MATERIAL:
□ □ □ □

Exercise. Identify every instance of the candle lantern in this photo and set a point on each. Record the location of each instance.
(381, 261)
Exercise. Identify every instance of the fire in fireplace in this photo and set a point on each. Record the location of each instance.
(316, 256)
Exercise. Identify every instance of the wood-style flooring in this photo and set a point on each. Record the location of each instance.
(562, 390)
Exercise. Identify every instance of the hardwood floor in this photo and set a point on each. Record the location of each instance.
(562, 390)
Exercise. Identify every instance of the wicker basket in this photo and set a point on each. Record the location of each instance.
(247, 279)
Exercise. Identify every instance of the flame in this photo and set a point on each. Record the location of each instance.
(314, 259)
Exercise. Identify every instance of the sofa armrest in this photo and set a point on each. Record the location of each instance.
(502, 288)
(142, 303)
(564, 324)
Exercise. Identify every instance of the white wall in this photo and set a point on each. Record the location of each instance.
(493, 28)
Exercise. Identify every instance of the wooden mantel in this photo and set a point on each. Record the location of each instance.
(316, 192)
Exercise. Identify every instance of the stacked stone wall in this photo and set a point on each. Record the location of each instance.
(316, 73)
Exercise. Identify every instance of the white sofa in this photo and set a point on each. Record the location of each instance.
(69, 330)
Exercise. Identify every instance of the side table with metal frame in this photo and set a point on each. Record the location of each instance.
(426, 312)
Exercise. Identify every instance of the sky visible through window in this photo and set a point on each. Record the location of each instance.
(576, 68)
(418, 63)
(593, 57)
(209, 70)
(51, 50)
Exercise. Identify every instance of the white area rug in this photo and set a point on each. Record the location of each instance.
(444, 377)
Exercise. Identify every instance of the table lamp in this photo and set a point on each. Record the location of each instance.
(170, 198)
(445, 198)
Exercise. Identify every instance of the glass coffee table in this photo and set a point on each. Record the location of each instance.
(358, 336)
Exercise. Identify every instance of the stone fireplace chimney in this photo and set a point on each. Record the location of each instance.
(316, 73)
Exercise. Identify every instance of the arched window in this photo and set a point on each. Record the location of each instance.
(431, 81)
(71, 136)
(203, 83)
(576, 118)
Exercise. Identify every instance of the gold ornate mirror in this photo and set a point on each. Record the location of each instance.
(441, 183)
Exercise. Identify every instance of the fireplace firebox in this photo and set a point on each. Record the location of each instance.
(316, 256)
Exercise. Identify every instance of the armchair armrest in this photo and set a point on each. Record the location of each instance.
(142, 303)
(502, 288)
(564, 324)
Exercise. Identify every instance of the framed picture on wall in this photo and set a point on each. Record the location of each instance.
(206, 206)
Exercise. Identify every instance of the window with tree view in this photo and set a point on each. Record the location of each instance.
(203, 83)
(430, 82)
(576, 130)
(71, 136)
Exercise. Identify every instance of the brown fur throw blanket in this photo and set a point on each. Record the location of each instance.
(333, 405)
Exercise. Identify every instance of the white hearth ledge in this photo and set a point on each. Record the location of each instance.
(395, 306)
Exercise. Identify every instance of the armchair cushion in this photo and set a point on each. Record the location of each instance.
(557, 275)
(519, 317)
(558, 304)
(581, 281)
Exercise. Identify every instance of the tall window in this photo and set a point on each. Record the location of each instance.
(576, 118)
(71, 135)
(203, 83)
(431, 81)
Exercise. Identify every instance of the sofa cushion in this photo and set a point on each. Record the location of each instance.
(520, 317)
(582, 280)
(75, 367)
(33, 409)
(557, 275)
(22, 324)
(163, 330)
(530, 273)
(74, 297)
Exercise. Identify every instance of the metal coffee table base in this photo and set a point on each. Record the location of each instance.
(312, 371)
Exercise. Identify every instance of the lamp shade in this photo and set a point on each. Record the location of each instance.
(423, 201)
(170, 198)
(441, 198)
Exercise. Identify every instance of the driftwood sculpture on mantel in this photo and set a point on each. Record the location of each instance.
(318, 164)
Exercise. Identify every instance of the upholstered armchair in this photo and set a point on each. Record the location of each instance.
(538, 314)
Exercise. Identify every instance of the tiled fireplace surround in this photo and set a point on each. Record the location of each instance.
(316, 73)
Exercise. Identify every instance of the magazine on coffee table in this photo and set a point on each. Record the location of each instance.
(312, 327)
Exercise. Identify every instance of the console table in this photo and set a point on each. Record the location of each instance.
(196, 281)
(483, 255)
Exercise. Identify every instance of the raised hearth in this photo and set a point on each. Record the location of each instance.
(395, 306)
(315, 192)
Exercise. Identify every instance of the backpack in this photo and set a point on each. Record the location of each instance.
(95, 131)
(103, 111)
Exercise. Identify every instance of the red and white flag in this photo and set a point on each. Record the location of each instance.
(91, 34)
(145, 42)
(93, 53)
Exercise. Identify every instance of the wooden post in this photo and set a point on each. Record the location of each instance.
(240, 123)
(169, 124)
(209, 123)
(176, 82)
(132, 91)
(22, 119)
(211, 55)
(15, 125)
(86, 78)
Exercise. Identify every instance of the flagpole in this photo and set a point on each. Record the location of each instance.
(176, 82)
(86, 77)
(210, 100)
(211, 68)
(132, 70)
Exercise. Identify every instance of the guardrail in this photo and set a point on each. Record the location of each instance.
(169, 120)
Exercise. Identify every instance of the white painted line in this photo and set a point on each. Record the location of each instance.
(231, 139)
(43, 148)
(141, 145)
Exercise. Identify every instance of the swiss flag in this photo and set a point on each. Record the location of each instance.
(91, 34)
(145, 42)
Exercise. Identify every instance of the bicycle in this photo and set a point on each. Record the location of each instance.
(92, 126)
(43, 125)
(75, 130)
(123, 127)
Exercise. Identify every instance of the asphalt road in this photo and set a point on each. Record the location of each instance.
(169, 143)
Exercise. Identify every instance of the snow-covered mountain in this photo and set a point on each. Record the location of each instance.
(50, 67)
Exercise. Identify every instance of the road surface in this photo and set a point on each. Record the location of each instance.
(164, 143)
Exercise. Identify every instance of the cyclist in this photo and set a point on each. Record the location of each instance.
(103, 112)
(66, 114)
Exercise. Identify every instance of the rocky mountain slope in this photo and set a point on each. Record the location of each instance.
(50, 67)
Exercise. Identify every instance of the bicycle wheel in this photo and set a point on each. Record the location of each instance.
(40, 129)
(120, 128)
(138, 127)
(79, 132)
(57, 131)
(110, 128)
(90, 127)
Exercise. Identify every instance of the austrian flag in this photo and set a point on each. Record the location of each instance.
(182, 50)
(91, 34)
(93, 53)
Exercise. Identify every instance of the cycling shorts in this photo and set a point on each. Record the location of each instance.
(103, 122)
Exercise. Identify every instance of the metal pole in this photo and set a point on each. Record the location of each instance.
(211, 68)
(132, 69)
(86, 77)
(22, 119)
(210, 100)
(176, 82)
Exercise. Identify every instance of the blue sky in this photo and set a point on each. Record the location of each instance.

□ □ □ □

WORK TO DO:
Rewrite every line of the data from the line containing "Exercise. Identify every instance of the cycling" through the end, both included, and shift each coordinate by adding 69 to it.

CORRECT OUTPUT:
Exercise. Identify every instance of the cycling shorts in this photo and set a point on each. Record the location of each instance.
(172, 191)
Exercise. Identify every instance of the metal pole in this photo and set a point on each. Record the location of each instance.
(280, 137)
(201, 138)
(155, 146)
(91, 188)
(279, 169)
(245, 151)
Exercise. Identify every instance of the blue sky in this photo and set a point on each. Record the location of each instance.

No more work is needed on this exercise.